====== INPUT ======

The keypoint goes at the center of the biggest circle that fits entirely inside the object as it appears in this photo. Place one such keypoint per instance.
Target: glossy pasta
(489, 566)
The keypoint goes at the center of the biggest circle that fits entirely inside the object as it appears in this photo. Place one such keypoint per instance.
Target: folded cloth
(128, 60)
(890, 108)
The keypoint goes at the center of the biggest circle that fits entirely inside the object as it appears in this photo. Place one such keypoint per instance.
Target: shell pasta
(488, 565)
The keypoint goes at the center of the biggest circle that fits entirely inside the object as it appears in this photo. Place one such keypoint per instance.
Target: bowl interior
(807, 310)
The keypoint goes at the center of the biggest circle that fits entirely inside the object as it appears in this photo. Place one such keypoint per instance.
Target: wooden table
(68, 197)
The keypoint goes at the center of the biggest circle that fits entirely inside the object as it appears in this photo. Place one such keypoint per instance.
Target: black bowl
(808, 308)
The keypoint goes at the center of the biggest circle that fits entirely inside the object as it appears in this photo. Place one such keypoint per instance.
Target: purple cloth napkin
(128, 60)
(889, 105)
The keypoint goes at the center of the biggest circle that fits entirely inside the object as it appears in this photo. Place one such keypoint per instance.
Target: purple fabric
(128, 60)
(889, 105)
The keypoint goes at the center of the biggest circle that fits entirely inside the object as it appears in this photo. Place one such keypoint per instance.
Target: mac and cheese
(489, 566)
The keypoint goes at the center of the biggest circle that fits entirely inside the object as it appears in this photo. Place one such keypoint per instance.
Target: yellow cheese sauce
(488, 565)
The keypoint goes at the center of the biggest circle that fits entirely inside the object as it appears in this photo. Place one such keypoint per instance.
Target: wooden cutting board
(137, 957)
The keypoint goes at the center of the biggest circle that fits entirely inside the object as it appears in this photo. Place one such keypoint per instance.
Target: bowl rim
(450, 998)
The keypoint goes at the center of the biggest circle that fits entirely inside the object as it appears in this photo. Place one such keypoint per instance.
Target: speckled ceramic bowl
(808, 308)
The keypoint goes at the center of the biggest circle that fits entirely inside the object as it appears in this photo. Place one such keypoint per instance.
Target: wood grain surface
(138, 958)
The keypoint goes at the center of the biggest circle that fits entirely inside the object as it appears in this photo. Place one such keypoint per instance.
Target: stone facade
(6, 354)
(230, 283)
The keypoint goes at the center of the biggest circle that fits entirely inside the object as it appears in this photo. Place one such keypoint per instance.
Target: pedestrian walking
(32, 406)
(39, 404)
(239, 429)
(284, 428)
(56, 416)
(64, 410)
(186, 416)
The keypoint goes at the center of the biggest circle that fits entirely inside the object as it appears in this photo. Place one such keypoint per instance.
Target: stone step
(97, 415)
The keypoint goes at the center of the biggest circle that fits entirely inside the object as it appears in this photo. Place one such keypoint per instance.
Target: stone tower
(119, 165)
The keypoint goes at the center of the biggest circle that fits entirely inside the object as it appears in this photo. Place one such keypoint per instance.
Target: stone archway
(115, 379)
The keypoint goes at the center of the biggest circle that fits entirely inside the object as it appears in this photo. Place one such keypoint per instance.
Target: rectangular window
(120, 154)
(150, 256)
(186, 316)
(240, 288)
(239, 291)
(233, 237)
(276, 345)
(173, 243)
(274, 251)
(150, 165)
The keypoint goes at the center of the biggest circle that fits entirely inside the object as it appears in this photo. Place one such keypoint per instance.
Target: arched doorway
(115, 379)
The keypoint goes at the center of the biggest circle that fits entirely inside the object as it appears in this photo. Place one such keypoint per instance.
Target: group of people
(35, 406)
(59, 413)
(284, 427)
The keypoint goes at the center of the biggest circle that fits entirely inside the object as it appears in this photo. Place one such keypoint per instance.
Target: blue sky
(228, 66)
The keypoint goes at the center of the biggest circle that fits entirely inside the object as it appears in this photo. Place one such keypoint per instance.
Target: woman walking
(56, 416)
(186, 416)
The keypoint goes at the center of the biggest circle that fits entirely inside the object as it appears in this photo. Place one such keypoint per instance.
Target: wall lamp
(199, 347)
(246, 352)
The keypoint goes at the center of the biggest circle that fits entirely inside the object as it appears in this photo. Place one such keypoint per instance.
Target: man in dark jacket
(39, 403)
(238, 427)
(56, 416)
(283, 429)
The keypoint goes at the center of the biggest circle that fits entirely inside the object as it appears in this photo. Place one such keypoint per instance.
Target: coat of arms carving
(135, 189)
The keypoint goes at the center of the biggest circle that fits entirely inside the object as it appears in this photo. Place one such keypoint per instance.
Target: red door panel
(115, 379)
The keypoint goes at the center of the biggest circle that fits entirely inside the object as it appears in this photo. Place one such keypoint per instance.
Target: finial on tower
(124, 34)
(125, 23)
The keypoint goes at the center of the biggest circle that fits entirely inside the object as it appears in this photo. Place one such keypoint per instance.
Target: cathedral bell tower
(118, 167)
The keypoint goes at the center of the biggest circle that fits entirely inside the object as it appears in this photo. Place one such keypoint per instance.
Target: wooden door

======

--- YOUR ASSIGNMENT ---
Every line of the data above is to be repeated exactly.

--- OUTPUT FOR THIS EXERCISE ---
The keypoint goes at the center of the biggest circle that fits entirely inside the object as it appears in this photo. Place one such keypoint per instance.
Target: glossy pasta
(489, 566)
The keypoint goes at the center of the biggest circle that fits entirely inside the object as it appears in this photo. Place one such keypoint per instance.
Target: folded cloth
(128, 60)
(890, 108)
The keypoint goes at the center of the biggest circle that fits entirely inside the object as it appears in this photo. Place one such keypoint per instance.
Target: shell pasta
(488, 565)
The keypoint goes at the center of the biggest circle that fits entirely inside the object as it appears in this photo. Place one such keypoint per instance.
Target: bowl interior
(807, 310)
The keypoint goes at the center of the biggest circle that fits entirely inside the object as it appears in this photo. Place one such keypoint per instance.
Target: wooden table
(68, 197)
The keypoint goes at the center of the biggest circle that fits entirely inside the object as it appears in this photo. Place one such keypoint per instance.
Target: black bowl
(808, 308)
The keypoint goes at the center of the biggest circle that fits entirely inside the object as it appears in this photo. Place one such keypoint per instance.
Target: purple cloth napkin
(128, 60)
(889, 105)
The keypoint goes at the center of the biggest circle that fits entirely inside the object as it appears in this photo. Place one such keypoint per instance.
Target: purple fabric
(128, 60)
(889, 105)
The keypoint goes at the center of the biggest circle that fits entirely inside the object as it appears in this photo. Place one such keypoint per instance.
Target: mac and cheese
(489, 566)
The keypoint goes at the center of the biggest circle that fits entirely inside the object as it appears in this photo. Place one such keypoint per instance.
Target: yellow cheese sauce
(488, 565)
The keypoint goes at the center of the biggest circle that fits entirely inside the object as it appears in this photo. Place one such keypoint per instance.
Target: wooden cutting board
(137, 957)
The keypoint goes at the center of the biggest circle that fits entirely inside the object as it appears in this photo. Place one such keypoint per instance.
Target: bowl rim
(450, 998)
The keypoint goes at the center of the biggest circle that fits entirely inside the object as it appears in this photo. Place one such keypoint per instance.
Target: speckled ceramic bowl
(808, 308)
The keypoint goes at the center of the biggest circle that fits entirely inside the object as it appears in this photo. Place one such keypoint per instance.
Target: wood grain surface
(138, 958)
The keypoint goes at the center of the biggest circle that fits entirely inside the object as it appears in this photo. Place one such keypoint per instance.
Target: stone facade
(6, 354)
(230, 283)
The keypoint goes at the center of the biggest circle that fits entirely inside the object as it appears in this photo. Place one such keypoint per instance.
Target: pedestrian walking
(32, 406)
(39, 404)
(239, 429)
(284, 428)
(56, 416)
(64, 410)
(186, 416)
The keypoint goes at the center of the biggest circle that fits entirely inside the object as it appears in this photo. Place one such keypoint per instance.
Target: stone step
(97, 415)
The keypoint goes at the center of the biggest circle that fits entirely inside the object as it appears in this photo. Place one such keypoint per instance.
Target: stone tower
(119, 165)
The keypoint goes at the center of the biggest circle that fits entirely inside the object as it appears in this photo. Place one such keypoint per instance.
Target: stone archway
(115, 379)
The keypoint goes at the center of the biggest circle that fits entirely inside the object as it appears in this photo. Place one such keypoint per instance.
Target: rectangular window
(120, 154)
(150, 256)
(186, 316)
(240, 288)
(239, 291)
(233, 237)
(276, 345)
(173, 243)
(274, 251)
(150, 165)
The keypoint goes at the center of the biggest circle that fits entirely inside the object as it appears in this photo. Place one such keypoint per instance.
Target: arched doorway
(115, 379)
The keypoint goes at the center of the biggest circle that fits entirely inside the object as it appears in this photo. Place one such keypoint per instance.
Target: group of people
(35, 406)
(59, 413)
(284, 427)
The keypoint goes at the center of the biggest circle that fits entirely inside the object as it appears in this photo. Place one such keypoint per instance.
Target: blue sky
(228, 66)
The keypoint goes at the center of the biggest circle that fits entirely inside the object as it appears in this photo. Place one such keypoint per instance.
Target: woman walking
(56, 416)
(186, 416)
The keypoint goes at the center of the biggest circle that fits entirely inside the object as it appears in this photo. Place one such keypoint per instance.
Target: wall lamp
(199, 347)
(246, 352)
The keypoint goes at the center of the biggest circle that fits entirely inside the object as it appears in this photo. Place one such keypoint per instance.
Target: man in dark jacket
(39, 403)
(238, 427)
(56, 416)
(283, 429)
The keypoint goes at the center of the biggest circle that fits entirely inside the object as it appears in this photo. Place one such keypoint per instance.
Target: coat of arms carving
(135, 189)
The keypoint goes at the center of the biggest circle that fits entirely inside the object as it appears in this photo. Place one such keypoint per instance.
Target: red door panel
(115, 379)
The keypoint goes at the center of the biggest circle that fits entirely inside the object as it appears in this photo. Place one such keypoint per instance.
Target: finial on tower
(124, 34)
(125, 23)
The keypoint goes at the center of the biggest circle that fits entirely inside the object as it appears in this photo. Place one such keypoint per instance.
Target: cathedral bell tower
(118, 167)
The keypoint goes at the center of the biggest circle that fits entirely inside the object as it appears in this photo. Place one such keypoint per instance.
Target: wooden door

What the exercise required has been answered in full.